(DOCUMENT EXTRACT):

The second thing is that -- this goes back to George McGovern's confiscatory (ph) inheritance tax plan in...
BROWN: Boy, you're throwing around lots of words tonight.
GREENFIELD: Well that's what it was. It was a 90 percent inheritance tax. And the shoe workers in New Hampshire were furious at McGovern. And the McGovern campaign couldn't understand why until they realized the shoe workers believed their KIDS would be rich.
BROWN: All right. We have an interesting -- as a country -- or it's evolved as an interesting attitude about the wealthy. It does not as a political strategy seem to work very well.
(Boy, can it be that Aaron Brown is CATCHING ON??)
GREENFIELD: Resentment -- the last CNN poll showed that an overwhelming majority of Americans believed that Bush's economic program favored the wealthy, but they didn't care. Because there is -- this country's never been a place, except during the depression and the 10 years thereafter, where you could run by on resentment. Because, as I said about those shoe workers in New Hampshire, this country believes -- and there's a lot of evidence to it -- in mobility.

(THE DATA):
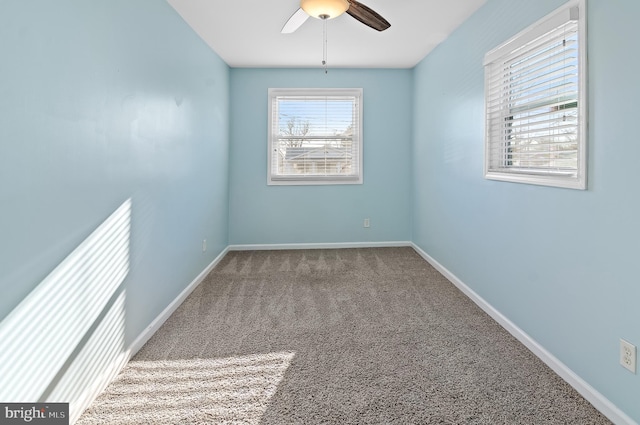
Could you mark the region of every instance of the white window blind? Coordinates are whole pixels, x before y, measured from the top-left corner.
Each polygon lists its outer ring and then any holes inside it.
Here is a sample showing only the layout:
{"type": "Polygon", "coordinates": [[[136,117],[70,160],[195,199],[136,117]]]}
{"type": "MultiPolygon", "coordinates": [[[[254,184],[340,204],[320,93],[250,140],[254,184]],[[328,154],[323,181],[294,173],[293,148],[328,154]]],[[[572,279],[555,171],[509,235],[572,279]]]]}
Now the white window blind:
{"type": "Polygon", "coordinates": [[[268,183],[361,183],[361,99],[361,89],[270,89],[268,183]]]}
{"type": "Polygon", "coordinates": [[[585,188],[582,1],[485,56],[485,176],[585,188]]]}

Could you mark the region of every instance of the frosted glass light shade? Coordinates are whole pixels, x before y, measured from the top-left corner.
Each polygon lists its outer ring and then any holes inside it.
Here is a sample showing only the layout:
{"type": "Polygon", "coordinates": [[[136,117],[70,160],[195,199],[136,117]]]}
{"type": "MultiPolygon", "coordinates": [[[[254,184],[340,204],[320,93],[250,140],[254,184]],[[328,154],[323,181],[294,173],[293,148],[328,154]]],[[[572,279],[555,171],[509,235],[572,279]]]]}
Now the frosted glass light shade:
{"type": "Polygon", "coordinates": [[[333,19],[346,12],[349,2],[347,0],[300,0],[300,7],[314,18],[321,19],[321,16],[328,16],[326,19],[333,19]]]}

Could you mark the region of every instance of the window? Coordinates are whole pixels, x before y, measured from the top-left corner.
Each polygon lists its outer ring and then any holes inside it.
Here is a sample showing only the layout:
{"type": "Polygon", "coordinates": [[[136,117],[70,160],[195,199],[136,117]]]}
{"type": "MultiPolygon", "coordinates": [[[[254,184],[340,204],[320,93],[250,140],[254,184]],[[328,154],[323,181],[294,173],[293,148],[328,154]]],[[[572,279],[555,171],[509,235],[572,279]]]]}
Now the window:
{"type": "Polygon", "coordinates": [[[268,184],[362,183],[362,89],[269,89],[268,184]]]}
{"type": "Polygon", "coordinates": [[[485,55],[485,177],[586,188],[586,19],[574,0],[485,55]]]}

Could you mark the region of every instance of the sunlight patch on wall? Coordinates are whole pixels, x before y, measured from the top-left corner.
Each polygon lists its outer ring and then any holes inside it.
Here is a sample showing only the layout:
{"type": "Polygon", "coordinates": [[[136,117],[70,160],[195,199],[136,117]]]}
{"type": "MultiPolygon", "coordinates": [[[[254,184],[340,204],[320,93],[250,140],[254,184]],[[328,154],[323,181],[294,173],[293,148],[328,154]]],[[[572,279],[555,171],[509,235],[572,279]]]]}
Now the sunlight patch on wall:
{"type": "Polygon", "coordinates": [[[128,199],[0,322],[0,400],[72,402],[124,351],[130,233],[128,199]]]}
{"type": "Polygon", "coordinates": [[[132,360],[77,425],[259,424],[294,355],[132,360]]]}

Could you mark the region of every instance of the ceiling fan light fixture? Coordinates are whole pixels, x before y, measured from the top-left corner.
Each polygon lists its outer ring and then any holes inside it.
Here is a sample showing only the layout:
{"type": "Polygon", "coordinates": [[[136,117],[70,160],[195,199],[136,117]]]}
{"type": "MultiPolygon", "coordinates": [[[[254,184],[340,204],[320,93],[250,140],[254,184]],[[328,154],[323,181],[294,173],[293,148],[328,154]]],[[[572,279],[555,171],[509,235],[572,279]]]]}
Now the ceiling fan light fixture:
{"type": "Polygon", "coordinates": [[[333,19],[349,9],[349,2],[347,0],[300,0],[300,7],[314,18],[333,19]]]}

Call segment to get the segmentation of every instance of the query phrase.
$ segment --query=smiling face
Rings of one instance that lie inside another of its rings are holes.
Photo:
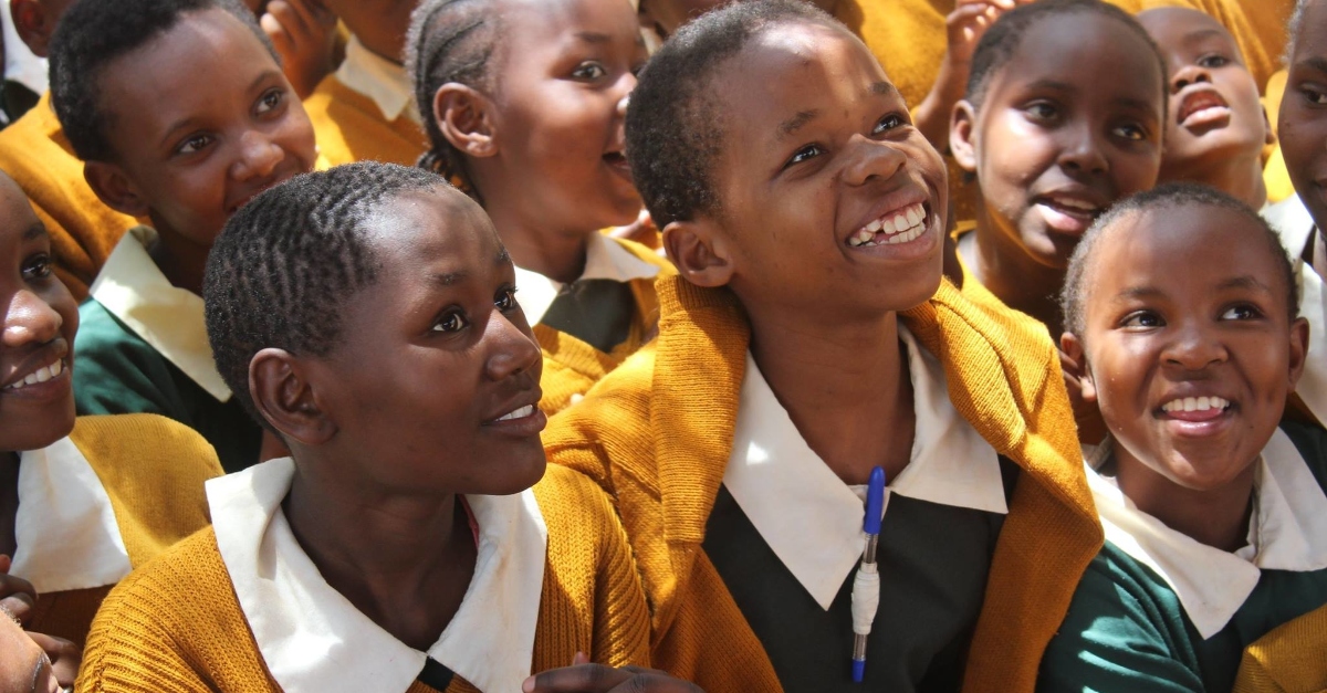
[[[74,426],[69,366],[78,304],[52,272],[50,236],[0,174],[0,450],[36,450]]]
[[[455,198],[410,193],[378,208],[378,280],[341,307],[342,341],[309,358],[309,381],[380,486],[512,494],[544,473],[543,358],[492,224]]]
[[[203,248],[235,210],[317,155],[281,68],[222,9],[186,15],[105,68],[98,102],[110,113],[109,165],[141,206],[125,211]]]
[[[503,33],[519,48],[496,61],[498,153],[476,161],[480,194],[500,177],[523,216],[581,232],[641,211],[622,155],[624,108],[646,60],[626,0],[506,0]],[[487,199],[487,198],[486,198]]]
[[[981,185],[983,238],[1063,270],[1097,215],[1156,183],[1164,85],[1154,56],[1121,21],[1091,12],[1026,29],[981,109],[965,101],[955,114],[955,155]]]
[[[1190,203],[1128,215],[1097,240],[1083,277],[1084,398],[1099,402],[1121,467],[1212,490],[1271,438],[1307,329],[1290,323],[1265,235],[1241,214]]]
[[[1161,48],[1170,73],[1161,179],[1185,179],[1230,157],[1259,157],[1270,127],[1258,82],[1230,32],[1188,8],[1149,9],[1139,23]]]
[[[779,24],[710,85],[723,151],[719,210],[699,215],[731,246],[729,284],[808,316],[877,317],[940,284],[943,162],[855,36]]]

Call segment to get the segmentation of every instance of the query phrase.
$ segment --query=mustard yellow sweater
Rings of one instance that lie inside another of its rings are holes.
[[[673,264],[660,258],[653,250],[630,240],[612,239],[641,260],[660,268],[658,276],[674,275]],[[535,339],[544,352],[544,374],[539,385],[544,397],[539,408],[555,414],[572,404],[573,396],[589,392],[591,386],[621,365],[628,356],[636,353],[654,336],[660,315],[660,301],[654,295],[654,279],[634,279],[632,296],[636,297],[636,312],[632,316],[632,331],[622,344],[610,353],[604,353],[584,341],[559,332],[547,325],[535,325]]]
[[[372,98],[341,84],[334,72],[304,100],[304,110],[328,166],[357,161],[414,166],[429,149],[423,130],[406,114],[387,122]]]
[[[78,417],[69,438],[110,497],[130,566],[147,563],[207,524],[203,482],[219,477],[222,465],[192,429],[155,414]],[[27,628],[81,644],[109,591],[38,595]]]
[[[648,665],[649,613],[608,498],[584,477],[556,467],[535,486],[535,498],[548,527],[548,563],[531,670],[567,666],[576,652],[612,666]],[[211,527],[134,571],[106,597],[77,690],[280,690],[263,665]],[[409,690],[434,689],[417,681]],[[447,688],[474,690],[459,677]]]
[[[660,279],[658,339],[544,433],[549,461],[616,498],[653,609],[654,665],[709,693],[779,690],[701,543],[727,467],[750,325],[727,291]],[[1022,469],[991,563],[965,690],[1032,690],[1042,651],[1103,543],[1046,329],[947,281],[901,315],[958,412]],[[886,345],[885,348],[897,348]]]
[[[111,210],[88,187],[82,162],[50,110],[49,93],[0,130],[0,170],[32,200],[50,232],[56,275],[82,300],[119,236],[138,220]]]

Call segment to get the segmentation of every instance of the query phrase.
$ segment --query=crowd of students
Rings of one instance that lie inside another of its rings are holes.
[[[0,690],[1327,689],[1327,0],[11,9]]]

(TASK SET):
A. Answer these from the transcript excerpt:
(i) How high was the inheritance tax in McGovern's plan?
(ii) Which group was furious at McGovern?
(iii) According to the last CNN poll, what did an overwhelming majority of Americans believe about Bush's economic program?
B. Put this sentence from the transcript excerpt into Spanish: "And the shoe workers in New Hampshire were furious at McGovern."
C. Reproduce the transcript excerpt word for word from "The second thing" up to and including "work very well.".
The rows have nothing to do with the transcript excerpt.

(SOLUTIONS BELOW):
A.
(i) 90 percent.
(ii) The shoe workers in New Hampshire.
(iii) That it favored the wealthy.

B. Y los trabajadores del calzado de New Hampshire estaban furiosos con McGovern.

C.
The second thing is that -- this goes back to George McGovern's confiscatory (ph) inheritance tax plan in...
BROWN: Boy, you're throwing around lots of words tonight.
GREENFIELD: Well that's what it was. It was a 90 percent inheritance tax. And the shoe workers in New Hampshire were furious at McGovern. And the McGovern campaign couldn't understand why until they realized the shoe workers believed their KIDS would be rich.
BROWN: All right. We have an interesting -- as a country -- or it's evolved as an interesting attitude about the wealthy. It does not as a political strategy seem to work very well.